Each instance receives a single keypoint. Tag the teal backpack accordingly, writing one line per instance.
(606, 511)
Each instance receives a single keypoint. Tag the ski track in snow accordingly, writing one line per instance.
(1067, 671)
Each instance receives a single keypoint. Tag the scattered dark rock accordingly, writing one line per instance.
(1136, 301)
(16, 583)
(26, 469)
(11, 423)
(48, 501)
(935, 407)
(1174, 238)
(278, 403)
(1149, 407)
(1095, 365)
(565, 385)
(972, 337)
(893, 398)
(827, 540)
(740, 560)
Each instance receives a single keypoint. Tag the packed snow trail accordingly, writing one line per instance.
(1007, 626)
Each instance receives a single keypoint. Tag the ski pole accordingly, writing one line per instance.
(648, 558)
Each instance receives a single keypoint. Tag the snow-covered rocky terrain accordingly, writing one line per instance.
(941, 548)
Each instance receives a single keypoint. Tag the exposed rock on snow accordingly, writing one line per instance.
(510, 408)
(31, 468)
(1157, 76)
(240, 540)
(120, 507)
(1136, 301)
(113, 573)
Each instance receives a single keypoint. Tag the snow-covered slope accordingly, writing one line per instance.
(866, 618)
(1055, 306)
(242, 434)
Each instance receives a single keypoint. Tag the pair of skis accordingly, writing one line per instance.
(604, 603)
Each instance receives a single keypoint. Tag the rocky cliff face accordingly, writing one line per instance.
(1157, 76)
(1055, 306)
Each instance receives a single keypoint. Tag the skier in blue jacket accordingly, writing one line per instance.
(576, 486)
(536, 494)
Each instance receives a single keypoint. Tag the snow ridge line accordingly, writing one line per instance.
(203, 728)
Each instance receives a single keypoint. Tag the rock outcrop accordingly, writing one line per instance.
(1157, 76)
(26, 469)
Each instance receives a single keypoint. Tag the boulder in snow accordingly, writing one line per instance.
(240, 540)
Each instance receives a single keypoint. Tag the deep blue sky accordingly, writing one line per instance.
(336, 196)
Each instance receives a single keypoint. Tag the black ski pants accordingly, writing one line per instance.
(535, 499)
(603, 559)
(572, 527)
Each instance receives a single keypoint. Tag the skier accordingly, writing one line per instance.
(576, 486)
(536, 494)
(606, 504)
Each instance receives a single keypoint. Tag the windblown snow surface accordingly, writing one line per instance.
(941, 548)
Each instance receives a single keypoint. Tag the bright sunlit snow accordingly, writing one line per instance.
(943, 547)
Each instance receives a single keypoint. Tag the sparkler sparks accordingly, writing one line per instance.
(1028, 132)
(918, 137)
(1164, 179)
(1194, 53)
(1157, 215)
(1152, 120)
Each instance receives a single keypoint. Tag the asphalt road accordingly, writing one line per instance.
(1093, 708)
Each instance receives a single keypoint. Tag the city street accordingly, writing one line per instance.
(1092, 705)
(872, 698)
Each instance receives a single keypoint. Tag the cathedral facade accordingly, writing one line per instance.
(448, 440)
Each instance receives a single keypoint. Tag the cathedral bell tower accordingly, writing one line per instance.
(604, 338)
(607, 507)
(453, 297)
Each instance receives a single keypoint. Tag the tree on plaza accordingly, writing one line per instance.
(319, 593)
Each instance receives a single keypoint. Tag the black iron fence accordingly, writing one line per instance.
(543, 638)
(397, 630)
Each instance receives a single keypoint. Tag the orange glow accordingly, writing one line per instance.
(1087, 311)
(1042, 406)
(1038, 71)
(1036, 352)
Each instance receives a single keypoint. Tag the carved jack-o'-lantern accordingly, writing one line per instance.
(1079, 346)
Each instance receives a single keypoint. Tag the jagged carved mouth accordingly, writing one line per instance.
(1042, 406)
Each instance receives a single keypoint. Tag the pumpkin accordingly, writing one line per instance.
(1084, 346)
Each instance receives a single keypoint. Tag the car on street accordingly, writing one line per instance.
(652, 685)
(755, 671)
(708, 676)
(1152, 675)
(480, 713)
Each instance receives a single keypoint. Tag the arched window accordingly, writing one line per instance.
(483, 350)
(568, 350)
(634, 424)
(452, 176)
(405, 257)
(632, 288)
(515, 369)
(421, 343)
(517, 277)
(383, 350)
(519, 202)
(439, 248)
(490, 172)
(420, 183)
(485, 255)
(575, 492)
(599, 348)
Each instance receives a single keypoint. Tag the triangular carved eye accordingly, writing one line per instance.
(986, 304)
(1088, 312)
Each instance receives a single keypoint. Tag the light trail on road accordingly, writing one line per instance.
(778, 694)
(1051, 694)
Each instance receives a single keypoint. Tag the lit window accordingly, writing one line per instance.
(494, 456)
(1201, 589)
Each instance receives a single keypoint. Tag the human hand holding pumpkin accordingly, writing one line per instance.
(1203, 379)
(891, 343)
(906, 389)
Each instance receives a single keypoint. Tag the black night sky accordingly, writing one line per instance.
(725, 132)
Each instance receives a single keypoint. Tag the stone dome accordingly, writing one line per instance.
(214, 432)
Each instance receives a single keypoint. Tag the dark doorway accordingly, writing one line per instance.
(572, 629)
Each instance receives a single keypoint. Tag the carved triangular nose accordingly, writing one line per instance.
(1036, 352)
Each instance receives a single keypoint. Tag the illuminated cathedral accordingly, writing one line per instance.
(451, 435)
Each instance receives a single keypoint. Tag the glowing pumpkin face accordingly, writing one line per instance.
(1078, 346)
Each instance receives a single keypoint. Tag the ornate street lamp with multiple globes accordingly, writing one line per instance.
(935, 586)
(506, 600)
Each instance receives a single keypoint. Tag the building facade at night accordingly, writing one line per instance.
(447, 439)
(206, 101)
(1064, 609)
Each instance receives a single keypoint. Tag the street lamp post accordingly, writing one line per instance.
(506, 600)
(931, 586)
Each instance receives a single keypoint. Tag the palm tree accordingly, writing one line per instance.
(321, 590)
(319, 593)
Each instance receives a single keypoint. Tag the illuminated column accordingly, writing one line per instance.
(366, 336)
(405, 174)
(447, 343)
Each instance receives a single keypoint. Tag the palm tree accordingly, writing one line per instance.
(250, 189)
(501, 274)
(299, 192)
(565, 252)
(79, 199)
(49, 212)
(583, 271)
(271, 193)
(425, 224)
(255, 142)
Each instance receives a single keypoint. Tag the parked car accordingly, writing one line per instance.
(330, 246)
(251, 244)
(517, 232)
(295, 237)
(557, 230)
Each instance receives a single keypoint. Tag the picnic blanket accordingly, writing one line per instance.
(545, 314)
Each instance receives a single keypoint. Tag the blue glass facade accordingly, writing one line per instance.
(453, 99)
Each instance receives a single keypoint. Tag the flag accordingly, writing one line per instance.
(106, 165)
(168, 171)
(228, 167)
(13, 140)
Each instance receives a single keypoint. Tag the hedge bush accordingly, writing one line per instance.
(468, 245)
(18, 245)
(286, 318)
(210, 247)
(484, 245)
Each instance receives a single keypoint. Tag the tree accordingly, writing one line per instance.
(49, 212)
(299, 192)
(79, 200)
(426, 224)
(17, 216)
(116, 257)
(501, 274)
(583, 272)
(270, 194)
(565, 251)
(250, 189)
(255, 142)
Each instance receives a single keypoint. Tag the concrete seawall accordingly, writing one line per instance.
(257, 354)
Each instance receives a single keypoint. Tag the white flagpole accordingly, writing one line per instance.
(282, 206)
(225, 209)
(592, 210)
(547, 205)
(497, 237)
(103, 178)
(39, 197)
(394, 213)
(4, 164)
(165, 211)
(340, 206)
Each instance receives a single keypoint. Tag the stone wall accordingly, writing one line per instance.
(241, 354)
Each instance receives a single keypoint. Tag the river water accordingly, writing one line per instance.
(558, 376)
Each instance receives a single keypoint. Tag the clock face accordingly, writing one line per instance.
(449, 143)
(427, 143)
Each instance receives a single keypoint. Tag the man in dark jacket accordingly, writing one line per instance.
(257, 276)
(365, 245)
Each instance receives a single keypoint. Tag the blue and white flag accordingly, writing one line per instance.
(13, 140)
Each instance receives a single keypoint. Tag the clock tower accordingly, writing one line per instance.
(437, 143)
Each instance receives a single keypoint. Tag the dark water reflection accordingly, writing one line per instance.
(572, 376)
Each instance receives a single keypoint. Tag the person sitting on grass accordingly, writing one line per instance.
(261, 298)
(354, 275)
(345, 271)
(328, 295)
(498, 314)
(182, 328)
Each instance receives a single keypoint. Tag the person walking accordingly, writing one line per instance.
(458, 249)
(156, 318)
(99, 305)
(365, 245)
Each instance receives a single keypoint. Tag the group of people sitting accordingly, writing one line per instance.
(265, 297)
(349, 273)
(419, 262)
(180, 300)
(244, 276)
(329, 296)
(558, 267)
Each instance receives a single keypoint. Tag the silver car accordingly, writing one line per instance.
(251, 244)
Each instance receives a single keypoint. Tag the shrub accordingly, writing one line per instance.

********************

Starting at the first line and ending with the line containing "(1067, 671)", write those lines out again with "keypoint" changed to "marker". Keep everything else the same.

Each instance receives a single marker. Tag the teal backpack accordingly, writing one line per instance.
(606, 511)
Each instance receives a single marker. Tag the ski track in snow accordingly, writing one line per instance.
(1067, 671)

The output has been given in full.